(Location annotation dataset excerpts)
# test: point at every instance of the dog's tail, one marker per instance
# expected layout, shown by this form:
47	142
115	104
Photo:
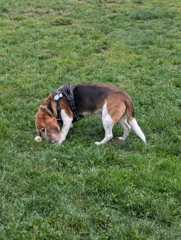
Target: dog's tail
132	120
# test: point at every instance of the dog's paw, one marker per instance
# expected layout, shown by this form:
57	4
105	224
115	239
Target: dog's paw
98	143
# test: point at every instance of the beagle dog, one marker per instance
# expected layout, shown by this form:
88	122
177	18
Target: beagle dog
108	102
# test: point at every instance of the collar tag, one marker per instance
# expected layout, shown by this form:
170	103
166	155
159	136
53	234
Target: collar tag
58	96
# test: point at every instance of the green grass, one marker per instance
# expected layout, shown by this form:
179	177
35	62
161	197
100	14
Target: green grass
121	190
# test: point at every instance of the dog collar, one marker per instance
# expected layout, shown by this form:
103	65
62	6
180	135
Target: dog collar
68	93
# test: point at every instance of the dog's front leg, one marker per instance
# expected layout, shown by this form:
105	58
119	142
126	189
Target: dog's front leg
67	123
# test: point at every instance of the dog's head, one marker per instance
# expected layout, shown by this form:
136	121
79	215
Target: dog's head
46	125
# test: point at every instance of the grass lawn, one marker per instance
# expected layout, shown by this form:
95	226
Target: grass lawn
77	190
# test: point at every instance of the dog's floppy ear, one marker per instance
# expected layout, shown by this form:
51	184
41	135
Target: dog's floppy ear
51	105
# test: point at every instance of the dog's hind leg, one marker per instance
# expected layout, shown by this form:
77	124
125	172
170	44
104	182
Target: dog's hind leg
107	124
126	127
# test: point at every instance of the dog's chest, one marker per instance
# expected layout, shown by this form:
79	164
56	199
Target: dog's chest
97	113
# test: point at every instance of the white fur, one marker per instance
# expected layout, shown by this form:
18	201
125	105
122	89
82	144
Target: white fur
67	123
126	127
107	124
137	130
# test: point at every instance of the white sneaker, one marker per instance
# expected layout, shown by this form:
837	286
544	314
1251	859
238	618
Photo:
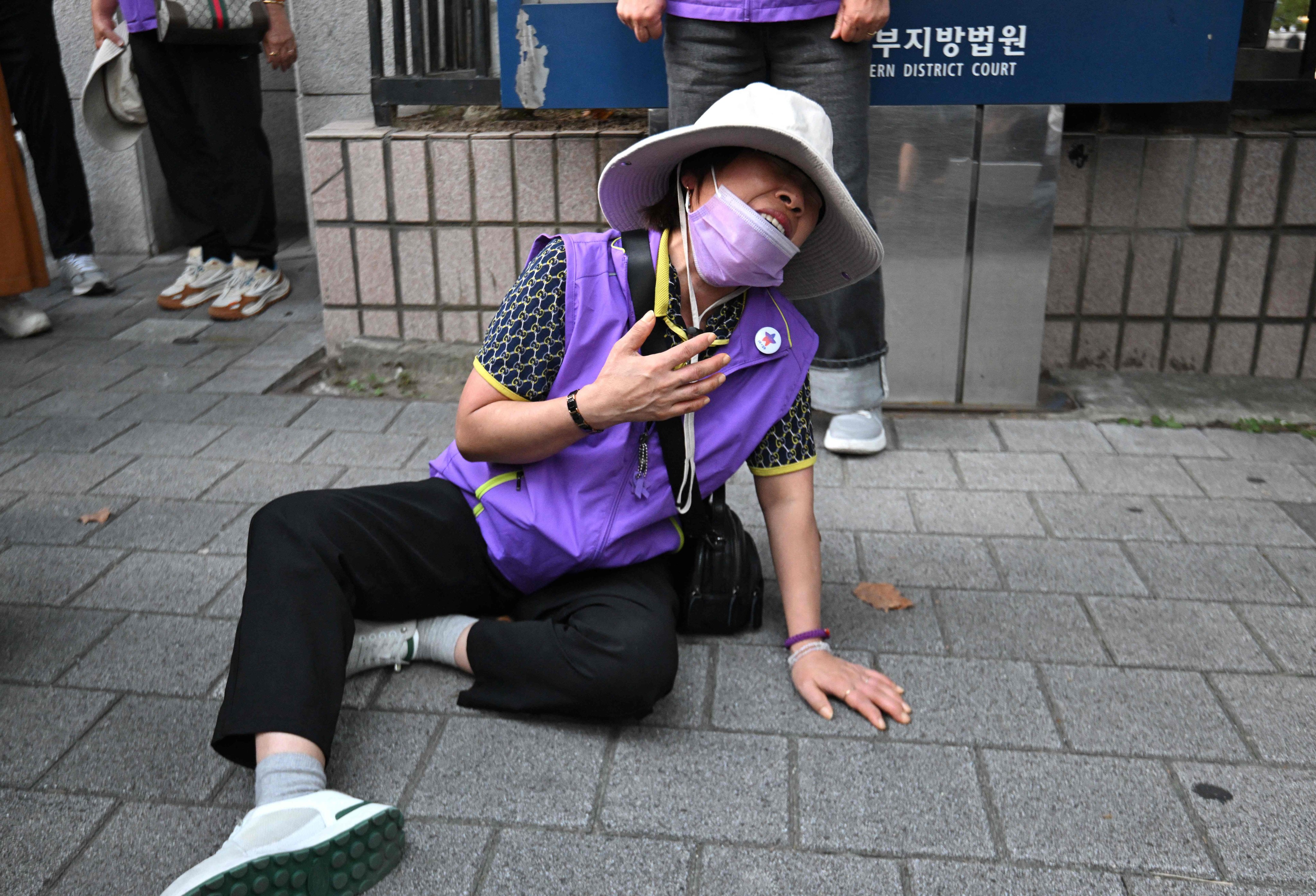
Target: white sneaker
325	843
382	644
252	290
85	277
856	433
198	283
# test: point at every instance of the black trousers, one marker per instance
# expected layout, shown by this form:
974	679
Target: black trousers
39	95
594	645
203	104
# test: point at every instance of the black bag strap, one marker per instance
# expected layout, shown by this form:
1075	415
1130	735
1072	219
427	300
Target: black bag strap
672	437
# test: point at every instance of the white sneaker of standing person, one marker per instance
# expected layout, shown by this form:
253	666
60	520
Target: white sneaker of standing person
856	433
200	282
85	277
253	288
20	319
324	843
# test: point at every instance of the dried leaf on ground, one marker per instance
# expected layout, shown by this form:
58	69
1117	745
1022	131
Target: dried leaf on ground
882	595
99	516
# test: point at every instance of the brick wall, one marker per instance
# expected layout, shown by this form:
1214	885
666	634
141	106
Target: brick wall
420	235
1185	254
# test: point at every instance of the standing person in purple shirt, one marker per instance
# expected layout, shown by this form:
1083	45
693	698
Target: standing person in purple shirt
203	106
820	49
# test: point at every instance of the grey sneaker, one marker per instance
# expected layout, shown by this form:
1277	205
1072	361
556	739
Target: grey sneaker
85	277
20	319
856	433
382	644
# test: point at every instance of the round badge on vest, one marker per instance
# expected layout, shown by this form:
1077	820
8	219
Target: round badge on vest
768	341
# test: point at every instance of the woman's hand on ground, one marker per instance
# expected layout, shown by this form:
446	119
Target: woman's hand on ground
634	387
281	47
860	20
865	691
643	16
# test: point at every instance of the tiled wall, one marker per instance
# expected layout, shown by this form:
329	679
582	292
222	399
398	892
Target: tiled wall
1185	254
420	235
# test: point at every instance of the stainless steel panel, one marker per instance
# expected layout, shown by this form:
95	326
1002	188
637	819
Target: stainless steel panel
1011	253
919	185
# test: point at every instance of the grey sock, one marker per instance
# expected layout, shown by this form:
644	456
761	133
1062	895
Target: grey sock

» REQUIREMENT:
Reproduce each entry precisely, dropping only the pictures.

» SOLVED PROBLEM:
# test: point at every instance of the dog's tail, one marker per instance
# expected layout, shown by this form:
47	142
115	104
Photo:
Target: dog's tail
132	120
# test: point at every instance of the dog's paw, one marker per instance
# expected layout, shown by this form:
57	4
105	224
115	239
Target: dog's paw
98	143
# test: point at every instance of the beagle dog, one marker per instance
# expected layout, shown by this form:
88	122
177	18
Target: beagle dog
108	102
# test: point at every instance of the collar tag, one marker per instance
# expected layout, shown by this form:
170	103
166	155
159	136
53	234
Target: collar tag
58	96
# test: point at every instance of the green grass, one marker per instance
# expected layout, shown by this form:
179	177
35	62
161	197
100	14
Target: green grass
121	190
# test: point at every instance of the dog collar, one marker per instance
# expected layout, shown by this form:
103	65
62	6
180	135
Target: dog collar
68	93
# test: point at every instance of the dog's front leg, one marker per instance
# expected layout, shown by this form:
105	58
119	142
126	189
Target: dog's front leg
67	123
# test: point at every instance of the dog's head, one marker per instance
# expected layout, shown by this form:
136	121
79	215
Target: dog's head
46	125
# test: point at every instance of the grass lawn, one marker per instance
# expected layout, shown by this form:
95	226
Target: grass lawn
77	190
# test: point at every instance of the dog's floppy ear, one marker per instance
# expected layout, shown by this form:
51	184
41	135
Target: dog's floppy ear
51	105
# test: point at every instance of the dog's hind leg, one marker per instance
# expected layout, shown by this form:
77	124
125	172
170	44
104	182
Target: dog's hind leg
107	124
126	127
# test: point at every instance of the dog's chest, one marker per instance
# expected layout, shown by this form:
79	164
56	199
Target: dog's chest
97	113
# test: point at every instance of the white fur, one marker per instance
# expected layout, shown by this form:
18	201
125	105
122	89
82	144
Target: white fur
67	123
126	127
107	124
137	130
# test: point at every instance of the white sneaker, one marker per instance
# expected layout, shown by this form:
837	286
544	314
1251	859
238	618
Photo:
Target: white sneaker
325	843
382	644
252	290
85	277
856	433
198	283
# test: point at every instance of the black trousers, one marker per instance
# expected layout, shown by this form:
974	679
Target: black trousers
39	95
594	645
203	104
# test: point at every instance of the black bag strap, one marker per instance
# expected layout, shown by this form:
1075	415
1130	735
1072	219
427	300
Target: black bag strap
672	437
# test: point at every instance of the white sneaker of standing person, one marker per instance
# expected layout, shown by this form:
253	666
60	520
Target: white sneaker of standing person
856	433
200	282
85	277
253	288
20	319
324	843
# test: point at every instance of the dried leaf on ground, one marker per instance
# expected layout, shown by this form:
58	69
1117	745
1022	131
Target: dried leaf on ground
882	595
99	516
# test: point at every instance of the brick wall, one marker per instance
# expected layout, shown by this form:
1214	885
666	634
141	106
Target: brick wall
420	235
1185	254
# test: point at every instance of the standing person in purple shirt, one marker per instance
# expected layout, shown by this form:
1083	45
693	698
Target: standing person in purple shirt
203	106
820	49
# test: point at every instance of the grey sneaker, one marker per instance
# expected layout, shown by this form:
1277	205
1072	361
556	739
Target: grey sneaker
85	277
20	319
856	433
382	644
# test: point at every instance of the round badge on vest, one marker per instance
# expected layout, shown by this form:
1077	820
8	219
Target: round badge on vest
768	341
# test: point at every instance of the woman's hand on ground, one marker per instance
# expected layout, shown by this form:
446	119
Target: woman's hand on ground
634	387
281	47
860	20
865	691
643	16
# test: point at every instance of the tiled wall, one marker per instance
# expected layout, shown by this form:
329	679
582	292
222	399
398	892
Target: tiled wall
1185	254
420	235
# test: point at every instance of the stainless steel panel, one marker per instance
# expected layout, shown by this form:
95	326
1002	188
637	819
Target: stainless steel panel
1011	253
919	185
# test: point at every instance of the grey sock, one marker per instance
# expected layout, shown by this form:
644	456
761	133
1062	895
Target: grey sock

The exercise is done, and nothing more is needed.